--- start of STORED ROWS ---
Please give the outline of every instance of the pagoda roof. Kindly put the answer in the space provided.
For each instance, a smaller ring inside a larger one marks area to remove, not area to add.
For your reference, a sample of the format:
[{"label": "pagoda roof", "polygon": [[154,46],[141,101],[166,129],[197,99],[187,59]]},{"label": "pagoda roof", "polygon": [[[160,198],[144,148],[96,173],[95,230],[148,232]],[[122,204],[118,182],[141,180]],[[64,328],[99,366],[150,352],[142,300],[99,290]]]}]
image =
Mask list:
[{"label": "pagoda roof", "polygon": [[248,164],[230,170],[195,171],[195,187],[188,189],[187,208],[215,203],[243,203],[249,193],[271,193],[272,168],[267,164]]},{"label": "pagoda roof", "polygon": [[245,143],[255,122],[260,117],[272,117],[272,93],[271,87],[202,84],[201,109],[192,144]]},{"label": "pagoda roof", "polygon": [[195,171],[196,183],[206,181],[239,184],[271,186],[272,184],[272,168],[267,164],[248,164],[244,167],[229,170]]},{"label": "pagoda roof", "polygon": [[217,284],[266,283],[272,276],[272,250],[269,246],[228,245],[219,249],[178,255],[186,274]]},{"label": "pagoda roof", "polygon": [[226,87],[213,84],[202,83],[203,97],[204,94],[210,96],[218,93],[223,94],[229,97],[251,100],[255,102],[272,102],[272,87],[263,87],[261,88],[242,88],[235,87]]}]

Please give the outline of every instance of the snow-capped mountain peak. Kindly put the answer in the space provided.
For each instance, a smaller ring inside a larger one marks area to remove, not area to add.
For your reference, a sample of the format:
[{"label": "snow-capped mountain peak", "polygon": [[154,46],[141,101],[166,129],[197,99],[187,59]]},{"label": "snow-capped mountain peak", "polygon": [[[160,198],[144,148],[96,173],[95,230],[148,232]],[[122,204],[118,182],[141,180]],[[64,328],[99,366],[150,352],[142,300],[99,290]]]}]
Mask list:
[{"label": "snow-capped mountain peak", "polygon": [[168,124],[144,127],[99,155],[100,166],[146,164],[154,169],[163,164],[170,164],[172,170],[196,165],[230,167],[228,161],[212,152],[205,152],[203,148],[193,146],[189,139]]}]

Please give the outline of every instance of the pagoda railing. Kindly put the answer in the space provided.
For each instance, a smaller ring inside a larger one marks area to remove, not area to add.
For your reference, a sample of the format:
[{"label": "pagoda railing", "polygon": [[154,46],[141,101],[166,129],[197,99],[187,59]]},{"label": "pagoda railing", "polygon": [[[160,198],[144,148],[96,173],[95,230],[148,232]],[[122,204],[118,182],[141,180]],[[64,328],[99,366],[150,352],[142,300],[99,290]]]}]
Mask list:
--- end of STORED ROWS ---
--- start of STORED ROWS ---
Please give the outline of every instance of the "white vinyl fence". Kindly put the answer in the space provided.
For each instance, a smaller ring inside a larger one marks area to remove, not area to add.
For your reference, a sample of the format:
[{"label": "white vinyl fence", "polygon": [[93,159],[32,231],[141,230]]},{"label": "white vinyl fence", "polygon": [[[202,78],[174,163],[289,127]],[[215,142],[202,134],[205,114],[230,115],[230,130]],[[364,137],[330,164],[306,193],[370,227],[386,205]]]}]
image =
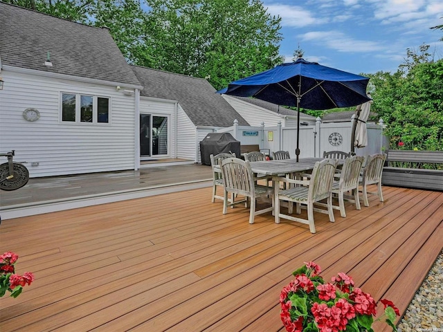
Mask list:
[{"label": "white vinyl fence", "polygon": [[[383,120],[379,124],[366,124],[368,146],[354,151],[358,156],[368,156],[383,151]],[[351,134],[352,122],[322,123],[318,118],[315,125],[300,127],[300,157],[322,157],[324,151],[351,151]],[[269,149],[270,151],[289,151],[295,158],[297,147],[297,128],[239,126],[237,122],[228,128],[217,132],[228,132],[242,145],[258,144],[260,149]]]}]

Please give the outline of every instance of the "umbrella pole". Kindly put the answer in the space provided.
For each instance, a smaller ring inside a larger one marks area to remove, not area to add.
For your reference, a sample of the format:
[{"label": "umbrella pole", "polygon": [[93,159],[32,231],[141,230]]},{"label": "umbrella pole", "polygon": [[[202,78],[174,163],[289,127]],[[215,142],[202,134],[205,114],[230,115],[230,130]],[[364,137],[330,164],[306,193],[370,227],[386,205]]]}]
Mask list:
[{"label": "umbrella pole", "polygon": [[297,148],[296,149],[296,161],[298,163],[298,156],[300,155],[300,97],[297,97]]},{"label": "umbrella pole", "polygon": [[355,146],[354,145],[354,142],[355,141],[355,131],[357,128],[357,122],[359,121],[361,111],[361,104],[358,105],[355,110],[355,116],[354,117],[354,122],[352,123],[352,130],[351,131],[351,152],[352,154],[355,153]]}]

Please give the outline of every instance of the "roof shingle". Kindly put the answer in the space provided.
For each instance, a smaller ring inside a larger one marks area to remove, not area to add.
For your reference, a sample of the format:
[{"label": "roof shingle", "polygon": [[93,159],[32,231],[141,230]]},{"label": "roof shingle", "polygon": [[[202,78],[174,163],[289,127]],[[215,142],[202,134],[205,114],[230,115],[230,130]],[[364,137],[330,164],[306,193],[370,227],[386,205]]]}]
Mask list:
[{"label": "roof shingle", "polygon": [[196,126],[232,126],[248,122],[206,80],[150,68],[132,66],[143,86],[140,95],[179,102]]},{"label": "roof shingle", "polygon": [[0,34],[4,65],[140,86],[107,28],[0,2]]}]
--- end of STORED ROWS ---
■ **BRIEF**
Show, copied in full, each line of the entries above that contains the word "outline".

■ **EXERCISE OUTPUT**
Please give the outline of every instance of the pagoda roof. Kindly put the answer in the space provided.
Please give the outline of every instance of the snow-capped mountain peak. Kindly put the answer in the space provided.
Please give the outline of every instance of the pagoda railing. Kindly put the answer in the space provided.
Please give the outline of every instance of the "white vinyl fence". Kindly put the answer in the space provided.
Please give the outline of every instance of the "umbrella pole". Kindly put the answer in the space provided.
Please give the outline of every instance of the "roof shingle". Kindly put the answer in the space provided.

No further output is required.